### LIGNES
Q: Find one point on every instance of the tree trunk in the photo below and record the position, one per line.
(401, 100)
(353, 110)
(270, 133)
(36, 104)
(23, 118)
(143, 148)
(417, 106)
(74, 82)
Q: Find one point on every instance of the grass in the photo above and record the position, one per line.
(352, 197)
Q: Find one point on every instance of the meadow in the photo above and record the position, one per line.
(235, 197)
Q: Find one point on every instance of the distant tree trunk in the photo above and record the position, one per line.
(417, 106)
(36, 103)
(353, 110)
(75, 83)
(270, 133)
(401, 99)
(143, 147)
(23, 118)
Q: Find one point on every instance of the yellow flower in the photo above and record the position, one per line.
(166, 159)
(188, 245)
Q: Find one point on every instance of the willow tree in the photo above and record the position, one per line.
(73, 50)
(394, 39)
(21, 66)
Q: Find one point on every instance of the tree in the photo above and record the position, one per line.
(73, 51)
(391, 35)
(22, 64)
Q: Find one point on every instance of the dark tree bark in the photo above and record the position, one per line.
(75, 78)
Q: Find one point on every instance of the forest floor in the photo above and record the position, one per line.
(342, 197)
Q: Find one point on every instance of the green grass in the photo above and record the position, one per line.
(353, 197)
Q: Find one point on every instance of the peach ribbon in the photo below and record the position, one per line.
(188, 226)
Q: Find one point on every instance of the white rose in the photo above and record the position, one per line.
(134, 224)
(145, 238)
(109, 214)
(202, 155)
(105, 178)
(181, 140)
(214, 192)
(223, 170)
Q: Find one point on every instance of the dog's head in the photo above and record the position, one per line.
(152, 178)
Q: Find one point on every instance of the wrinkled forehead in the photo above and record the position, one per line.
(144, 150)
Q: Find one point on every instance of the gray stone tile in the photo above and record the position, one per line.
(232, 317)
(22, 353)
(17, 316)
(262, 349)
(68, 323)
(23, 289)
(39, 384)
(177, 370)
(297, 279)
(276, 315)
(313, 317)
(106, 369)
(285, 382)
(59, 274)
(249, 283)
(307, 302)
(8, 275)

### TÂCHE DEMANDÉE
Remplacez « stone tile » par « slate tile » dans les lignes qui vont de celle contenant « Q: Find one point on every instance of the gray » jusqu'à la fin, incluses. Recopiez seulement ces lignes et ne modifiez rien d'autre.

### CORRIGÉ
Q: Find one point on every instance of the gray slate tile in the photo above and record the position, one per line.
(232, 317)
(22, 353)
(17, 316)
(262, 349)
(68, 323)
(23, 289)
(39, 384)
(177, 370)
(297, 279)
(276, 315)
(313, 317)
(106, 369)
(285, 382)
(59, 274)
(249, 283)
(307, 302)
(8, 275)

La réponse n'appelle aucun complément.